EXERCISE MATERIALS –
----------------
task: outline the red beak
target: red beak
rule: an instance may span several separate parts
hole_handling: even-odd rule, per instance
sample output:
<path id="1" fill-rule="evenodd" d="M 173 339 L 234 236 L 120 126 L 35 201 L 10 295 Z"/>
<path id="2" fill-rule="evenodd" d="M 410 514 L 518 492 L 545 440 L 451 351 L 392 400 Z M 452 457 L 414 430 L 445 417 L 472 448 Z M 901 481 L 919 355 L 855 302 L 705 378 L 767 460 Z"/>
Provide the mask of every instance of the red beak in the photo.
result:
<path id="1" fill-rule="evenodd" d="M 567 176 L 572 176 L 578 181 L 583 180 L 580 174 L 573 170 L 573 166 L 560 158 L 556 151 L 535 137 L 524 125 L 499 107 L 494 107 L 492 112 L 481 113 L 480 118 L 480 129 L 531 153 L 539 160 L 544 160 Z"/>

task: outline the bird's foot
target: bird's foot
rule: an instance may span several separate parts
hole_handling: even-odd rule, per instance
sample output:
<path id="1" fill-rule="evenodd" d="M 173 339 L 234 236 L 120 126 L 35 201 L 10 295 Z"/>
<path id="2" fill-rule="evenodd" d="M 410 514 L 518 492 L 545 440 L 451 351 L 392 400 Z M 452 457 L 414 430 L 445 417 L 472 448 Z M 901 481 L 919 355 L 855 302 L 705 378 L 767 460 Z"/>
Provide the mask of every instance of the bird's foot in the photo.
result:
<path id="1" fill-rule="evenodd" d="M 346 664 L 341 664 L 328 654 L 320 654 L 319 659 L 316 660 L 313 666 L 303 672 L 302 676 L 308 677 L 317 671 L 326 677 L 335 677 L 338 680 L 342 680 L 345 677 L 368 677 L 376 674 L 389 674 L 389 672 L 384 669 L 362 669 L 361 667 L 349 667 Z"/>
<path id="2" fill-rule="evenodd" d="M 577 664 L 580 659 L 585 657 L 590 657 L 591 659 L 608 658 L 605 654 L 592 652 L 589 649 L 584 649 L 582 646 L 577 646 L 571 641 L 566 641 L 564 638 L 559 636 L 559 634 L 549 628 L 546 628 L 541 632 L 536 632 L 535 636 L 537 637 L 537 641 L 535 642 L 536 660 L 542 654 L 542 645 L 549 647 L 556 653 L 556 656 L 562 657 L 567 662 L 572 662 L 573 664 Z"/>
----------------
TO DO – Set down the entire material again, exactly as it stands.

SOLUTION TO THIS PROBLEM –
task: outline the red beak
target: red beak
rule: an instance may span several separate parts
hole_handling: even-odd rule, per instance
sample output:
<path id="1" fill-rule="evenodd" d="M 173 339 L 234 236 L 120 126 L 35 201 L 10 295 Z"/>
<path id="2" fill-rule="evenodd" d="M 410 514 L 518 492 L 545 440 L 451 351 L 392 400 Z M 452 457 L 414 430 L 445 417 L 472 448 Z M 901 481 L 919 355 L 855 302 L 705 378 L 767 460 Z"/>
Provide the mask of every instance of the red beak in the photo.
result:
<path id="1" fill-rule="evenodd" d="M 567 176 L 572 176 L 578 181 L 583 180 L 580 174 L 573 170 L 573 166 L 560 158 L 556 151 L 535 137 L 524 125 L 499 107 L 494 107 L 492 112 L 481 113 L 480 118 L 480 129 L 531 153 L 539 160 L 544 160 Z"/>

task: outline the bird's foot
target: bird's foot
rule: an instance may span several separate parts
hole_handling: even-odd rule, per instance
sample output:
<path id="1" fill-rule="evenodd" d="M 173 339 L 234 236 L 120 126 L 35 201 L 10 295 Z"/>
<path id="2" fill-rule="evenodd" d="M 410 514 L 518 492 L 545 440 L 451 351 L 392 400 Z M 452 457 L 414 430 L 445 417 L 472 448 Z M 901 481 L 919 355 L 855 302 L 705 378 L 767 460 Z"/>
Provide the mask of every instance of the bird's foot in the photo.
result:
<path id="1" fill-rule="evenodd" d="M 346 664 L 341 664 L 328 654 L 320 654 L 319 659 L 316 660 L 313 666 L 303 672 L 302 676 L 308 677 L 317 671 L 326 677 L 335 677 L 338 680 L 342 680 L 345 677 L 368 677 L 376 674 L 389 674 L 389 672 L 384 669 L 362 669 L 361 667 L 349 667 Z"/>
<path id="2" fill-rule="evenodd" d="M 577 664 L 580 659 L 585 657 L 590 657 L 591 659 L 608 658 L 605 654 L 592 652 L 589 649 L 584 649 L 582 646 L 577 646 L 571 641 L 566 641 L 564 638 L 559 636 L 559 634 L 549 628 L 546 628 L 541 632 L 536 632 L 535 636 L 537 637 L 537 641 L 535 642 L 536 660 L 542 654 L 542 645 L 549 647 L 556 653 L 556 656 L 562 657 L 567 662 L 572 662 L 573 664 Z"/>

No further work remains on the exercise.